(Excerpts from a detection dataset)
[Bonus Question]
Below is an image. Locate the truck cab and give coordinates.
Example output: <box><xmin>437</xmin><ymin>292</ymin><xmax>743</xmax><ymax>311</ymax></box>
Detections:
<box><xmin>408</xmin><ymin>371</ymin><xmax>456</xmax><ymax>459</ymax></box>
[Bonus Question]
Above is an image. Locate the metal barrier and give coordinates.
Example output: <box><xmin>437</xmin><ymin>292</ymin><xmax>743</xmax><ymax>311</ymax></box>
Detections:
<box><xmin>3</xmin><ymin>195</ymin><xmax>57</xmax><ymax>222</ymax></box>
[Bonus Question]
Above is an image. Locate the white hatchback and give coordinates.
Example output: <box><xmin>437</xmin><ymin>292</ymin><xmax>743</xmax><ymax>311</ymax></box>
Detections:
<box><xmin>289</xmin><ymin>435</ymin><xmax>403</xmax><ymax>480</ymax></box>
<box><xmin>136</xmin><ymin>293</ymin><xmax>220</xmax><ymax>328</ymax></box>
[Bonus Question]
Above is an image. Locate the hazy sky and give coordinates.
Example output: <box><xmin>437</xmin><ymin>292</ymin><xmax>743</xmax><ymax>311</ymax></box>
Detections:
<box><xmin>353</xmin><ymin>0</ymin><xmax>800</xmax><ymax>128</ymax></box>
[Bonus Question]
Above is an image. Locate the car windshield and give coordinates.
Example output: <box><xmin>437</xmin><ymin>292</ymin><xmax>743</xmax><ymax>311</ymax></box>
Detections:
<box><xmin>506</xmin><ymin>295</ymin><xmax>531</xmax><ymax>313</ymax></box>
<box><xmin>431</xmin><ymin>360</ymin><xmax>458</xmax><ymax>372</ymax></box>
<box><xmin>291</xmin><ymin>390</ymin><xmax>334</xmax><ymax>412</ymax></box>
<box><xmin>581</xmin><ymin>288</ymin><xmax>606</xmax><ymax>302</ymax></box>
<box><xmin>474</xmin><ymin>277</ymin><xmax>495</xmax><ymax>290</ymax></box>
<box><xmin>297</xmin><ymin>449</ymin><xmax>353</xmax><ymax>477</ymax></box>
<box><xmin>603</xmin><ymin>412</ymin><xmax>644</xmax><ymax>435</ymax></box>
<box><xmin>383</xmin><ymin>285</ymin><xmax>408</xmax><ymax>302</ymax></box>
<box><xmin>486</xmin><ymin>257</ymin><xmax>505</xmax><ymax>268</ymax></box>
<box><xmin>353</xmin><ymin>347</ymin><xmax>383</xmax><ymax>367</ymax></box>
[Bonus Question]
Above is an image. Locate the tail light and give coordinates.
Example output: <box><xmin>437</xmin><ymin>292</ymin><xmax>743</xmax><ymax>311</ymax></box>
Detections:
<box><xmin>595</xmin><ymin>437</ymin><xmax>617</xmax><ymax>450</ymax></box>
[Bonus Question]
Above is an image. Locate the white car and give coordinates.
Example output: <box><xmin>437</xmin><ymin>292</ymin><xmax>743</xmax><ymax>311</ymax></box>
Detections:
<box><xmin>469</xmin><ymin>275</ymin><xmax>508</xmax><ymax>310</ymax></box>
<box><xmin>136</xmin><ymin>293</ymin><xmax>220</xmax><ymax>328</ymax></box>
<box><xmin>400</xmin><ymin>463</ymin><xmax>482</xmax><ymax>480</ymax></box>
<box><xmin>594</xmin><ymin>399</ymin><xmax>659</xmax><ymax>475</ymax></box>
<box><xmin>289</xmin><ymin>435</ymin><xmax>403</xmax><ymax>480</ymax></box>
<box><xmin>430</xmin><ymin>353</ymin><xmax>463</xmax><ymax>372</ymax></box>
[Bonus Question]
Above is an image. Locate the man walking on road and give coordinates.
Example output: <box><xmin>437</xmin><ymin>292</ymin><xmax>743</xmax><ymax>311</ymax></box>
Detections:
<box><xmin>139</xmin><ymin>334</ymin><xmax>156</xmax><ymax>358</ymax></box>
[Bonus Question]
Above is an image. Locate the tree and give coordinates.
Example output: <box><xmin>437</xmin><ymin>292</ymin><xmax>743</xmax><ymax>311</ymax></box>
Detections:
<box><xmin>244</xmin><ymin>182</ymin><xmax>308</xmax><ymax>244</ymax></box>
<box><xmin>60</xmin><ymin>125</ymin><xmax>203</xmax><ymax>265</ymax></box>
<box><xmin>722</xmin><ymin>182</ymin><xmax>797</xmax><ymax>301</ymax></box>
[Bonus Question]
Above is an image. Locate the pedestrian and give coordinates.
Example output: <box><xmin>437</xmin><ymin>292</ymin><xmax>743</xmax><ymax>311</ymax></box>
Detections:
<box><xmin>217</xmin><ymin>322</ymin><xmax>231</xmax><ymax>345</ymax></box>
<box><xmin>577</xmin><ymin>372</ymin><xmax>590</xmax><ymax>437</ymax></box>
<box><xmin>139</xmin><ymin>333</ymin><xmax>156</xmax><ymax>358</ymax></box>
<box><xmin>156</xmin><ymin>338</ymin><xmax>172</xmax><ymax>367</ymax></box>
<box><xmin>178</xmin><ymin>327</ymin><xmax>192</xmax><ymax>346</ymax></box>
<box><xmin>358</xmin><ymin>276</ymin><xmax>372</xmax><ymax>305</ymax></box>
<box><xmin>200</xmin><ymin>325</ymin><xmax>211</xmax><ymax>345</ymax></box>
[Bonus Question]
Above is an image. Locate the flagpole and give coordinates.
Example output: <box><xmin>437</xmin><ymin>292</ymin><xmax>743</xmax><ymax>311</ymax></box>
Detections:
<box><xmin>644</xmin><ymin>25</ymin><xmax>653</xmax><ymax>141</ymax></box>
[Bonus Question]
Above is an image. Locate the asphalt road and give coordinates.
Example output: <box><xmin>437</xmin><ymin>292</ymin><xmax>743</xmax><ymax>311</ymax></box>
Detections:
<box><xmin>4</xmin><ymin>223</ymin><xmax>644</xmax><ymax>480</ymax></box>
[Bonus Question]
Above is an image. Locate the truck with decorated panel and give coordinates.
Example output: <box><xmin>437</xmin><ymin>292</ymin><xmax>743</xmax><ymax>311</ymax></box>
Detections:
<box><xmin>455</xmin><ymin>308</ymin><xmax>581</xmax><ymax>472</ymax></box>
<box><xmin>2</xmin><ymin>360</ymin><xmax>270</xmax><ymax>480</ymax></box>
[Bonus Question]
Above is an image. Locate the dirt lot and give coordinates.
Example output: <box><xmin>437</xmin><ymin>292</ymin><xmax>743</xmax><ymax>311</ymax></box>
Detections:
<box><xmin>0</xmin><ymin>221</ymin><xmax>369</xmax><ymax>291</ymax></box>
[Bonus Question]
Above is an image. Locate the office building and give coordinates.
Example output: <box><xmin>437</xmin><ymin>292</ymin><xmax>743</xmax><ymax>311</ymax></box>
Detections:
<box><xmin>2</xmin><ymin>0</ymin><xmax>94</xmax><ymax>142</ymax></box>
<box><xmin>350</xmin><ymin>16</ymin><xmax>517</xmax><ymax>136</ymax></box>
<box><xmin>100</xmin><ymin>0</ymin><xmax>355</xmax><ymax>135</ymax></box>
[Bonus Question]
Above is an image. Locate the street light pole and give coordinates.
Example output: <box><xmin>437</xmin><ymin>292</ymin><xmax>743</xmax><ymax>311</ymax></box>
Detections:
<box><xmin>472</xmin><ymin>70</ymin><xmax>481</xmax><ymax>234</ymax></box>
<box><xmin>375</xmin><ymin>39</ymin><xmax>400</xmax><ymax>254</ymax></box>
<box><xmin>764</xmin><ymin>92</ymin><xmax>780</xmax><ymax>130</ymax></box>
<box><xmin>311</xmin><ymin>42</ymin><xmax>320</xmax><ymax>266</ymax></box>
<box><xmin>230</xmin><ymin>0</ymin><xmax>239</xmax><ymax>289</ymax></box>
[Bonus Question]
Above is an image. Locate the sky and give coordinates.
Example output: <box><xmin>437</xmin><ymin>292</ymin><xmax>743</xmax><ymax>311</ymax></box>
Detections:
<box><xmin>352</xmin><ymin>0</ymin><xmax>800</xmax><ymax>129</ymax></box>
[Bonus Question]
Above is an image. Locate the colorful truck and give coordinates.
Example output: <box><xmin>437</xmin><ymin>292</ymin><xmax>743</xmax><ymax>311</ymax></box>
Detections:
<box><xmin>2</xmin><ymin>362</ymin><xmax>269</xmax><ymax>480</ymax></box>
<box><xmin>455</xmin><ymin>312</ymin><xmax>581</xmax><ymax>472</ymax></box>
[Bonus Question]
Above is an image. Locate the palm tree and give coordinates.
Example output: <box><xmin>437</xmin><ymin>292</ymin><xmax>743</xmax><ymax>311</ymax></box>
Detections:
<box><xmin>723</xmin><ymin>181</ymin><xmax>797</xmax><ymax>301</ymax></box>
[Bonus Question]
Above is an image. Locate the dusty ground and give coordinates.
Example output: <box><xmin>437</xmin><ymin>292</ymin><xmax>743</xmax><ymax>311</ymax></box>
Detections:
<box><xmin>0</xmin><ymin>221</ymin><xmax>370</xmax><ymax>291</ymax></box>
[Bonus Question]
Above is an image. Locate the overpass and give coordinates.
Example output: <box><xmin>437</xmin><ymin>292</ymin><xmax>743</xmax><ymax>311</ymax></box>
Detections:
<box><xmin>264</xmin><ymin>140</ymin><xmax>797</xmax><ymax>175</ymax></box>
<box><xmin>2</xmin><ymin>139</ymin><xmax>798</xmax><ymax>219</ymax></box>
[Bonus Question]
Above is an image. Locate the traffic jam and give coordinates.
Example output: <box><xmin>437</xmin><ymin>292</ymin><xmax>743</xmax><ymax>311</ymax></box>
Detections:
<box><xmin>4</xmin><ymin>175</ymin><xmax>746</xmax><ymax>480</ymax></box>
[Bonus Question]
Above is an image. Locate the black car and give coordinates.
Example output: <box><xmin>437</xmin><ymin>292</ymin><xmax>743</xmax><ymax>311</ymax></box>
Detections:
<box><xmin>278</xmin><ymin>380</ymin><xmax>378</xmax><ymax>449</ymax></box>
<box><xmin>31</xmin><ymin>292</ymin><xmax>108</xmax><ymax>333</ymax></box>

### OBJECTIVE
Which lines in the rows above contain the word "white"? Show each of those lines in full.

### WRITTEN ANSWER
Above is an image. Locate the white hatchback and give coordinates.
Above is an image. Locate the white car and give coordinates.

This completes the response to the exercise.